There aren't any elite teams in this league; however, there's a heavy dose of at-large potential. Nevada is loaded with former major-conference transfers and looks to be the favorite. San Diego State is always a candidate. Fresno State and Wyoming will both be factors. And there's certainly enough talent on the UNLV roster for this to be the year it is competitive again.
9. Atlantic 10
Over the past few years, the A-10 has been the undisputed top dog not in the top seven conferences. In most of those seasons, one could even argue it was better than the American Athletic, thus residing just outside the power leagues.
This is not one of those years. Dayton and VCU have been NCAA tournament staples for the past four years, but they each lost a bunch of key players and their head coach. The Flyers and Rams appear destined for their worst season in some time.
Still, at least two bids seem likely, as Saint Joseph's should be back with a vengeance after an 11-20 season, St. Bonaventure could be strong in Jaylen Adams' final season, and Rhode Island still has one of the better backcourts in the country.
8. West Coast
Per usual, the West Coast is just kind of in its own tier. Gonzaga probably isn't going to reach the NCAA championship game for a second straight year—though we all thought that about Butler in 2011, too. But these Bulldogs are still going to be a preseason Top 25 team, along with Saint Mary's. Which one should win the league depends on whom you ask, but both are undeniably expected to make the NCAA tournament.
That's nothing new, and neither is BYU opening the year as one of those "well, maybe" teams that will fall within 10 spots of the cut line in most preseason tournament projections. The Cougars still have some great backcourt weapons and figure to remain a team that both wins and loses a few games that it shouldn't. And the rest of the WCC is nothing special, though some people do think San Francisco has a chance to make some noise.
7. American Athletic
Serious National Championship Contenders: Wichita State
Fringe National Championship Contenders: Cincinnati
NCAA Tournament Candidates: UCF, SMU, Houston, Temple, Connecticut, Tulsa
Dead Weight: Memphis, East Carolina, Tulane, South Florida
Like the West Coast Conference, the American Athletic Conference has sort of been in its own tier for the past few years. This league has definitely been better than, say, the Mountain West Conference, but save for that first season when it had Louisville, the AAC hasn't been nearly good enough to be considered one of the major conferences.
After pilfering the best team from the Missouri Valley Conference, though, that might be a different story.
Wichita State gives the AAC a serious threat to win it all this year—provided Landry Shamet and Markis McDuffie are able to make full recoveries from offseason foot injuries. The Shockers were arguably one of the 10 best teams in the country at the end of last season, and they bring back everyone of note from that roster. They don't get quite the same national respect of a Kansas or Kentucky, but that doesn't make them any less of a candidate.
Cincinnati is another darn fine team that doesn't get the attention it deserves. The Bearcats get back four of last year's five leading scorers while also adding Cane Broome—who could be the most important transfer in the entire country. If Broome is even half the scorer he was at Sacred Heart (23.1 points per game) and if Jarron Cumberland makes any strides of improvement as a sophomore, this is another team that could win it all.
Beyond those two teams, though, there's not a whole lot to see here—and that's coming from someone who likes UCF as a top-40 team and thinks Connecticut is one of the biggest sleepers in the country. There are just too many bad teams and too many borderline teams (Tulsa, SMU and Houston) that could easily slip into that "bad" category.

Dataset excerpt —

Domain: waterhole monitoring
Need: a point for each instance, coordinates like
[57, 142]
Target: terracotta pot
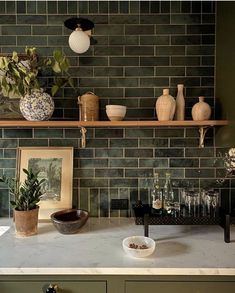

Requirement 1 — Please check each statement against the basketball preview, answering yes or no and quoting the words that settle it: (a) Cane Broome averaged 23.1 points per game at Sacred Heart. (b) Saint Joseph's had a winning record last season. (c) Dayton and VCU kept their head coaches.
Requirement 2 — Retype the part of the basketball preview starting at "There aren't any" and ending at "is competitive again.".
The data above plays no part here.

Task output 1 —
(a) Yes: "If Broome is even half the scorer he was at Sacred Heart (23.1 points per game)"
(b) No: "Saint Joseph's should be back with a vengeance after an 11-20 season"
(c) No: "they each lost a bunch of key players and their head coach"

Task output 2 —
There aren't any elite teams in this league; however, there's a heavy dose of at-large potential. Nevada is loaded with former major-conference transfers and looks to be the favorite. San Diego State is always a candidate. Fresno State and Wyoming will both be factors. And there's certainly enough talent on the UNLV roster for this to be the year it is competitive again.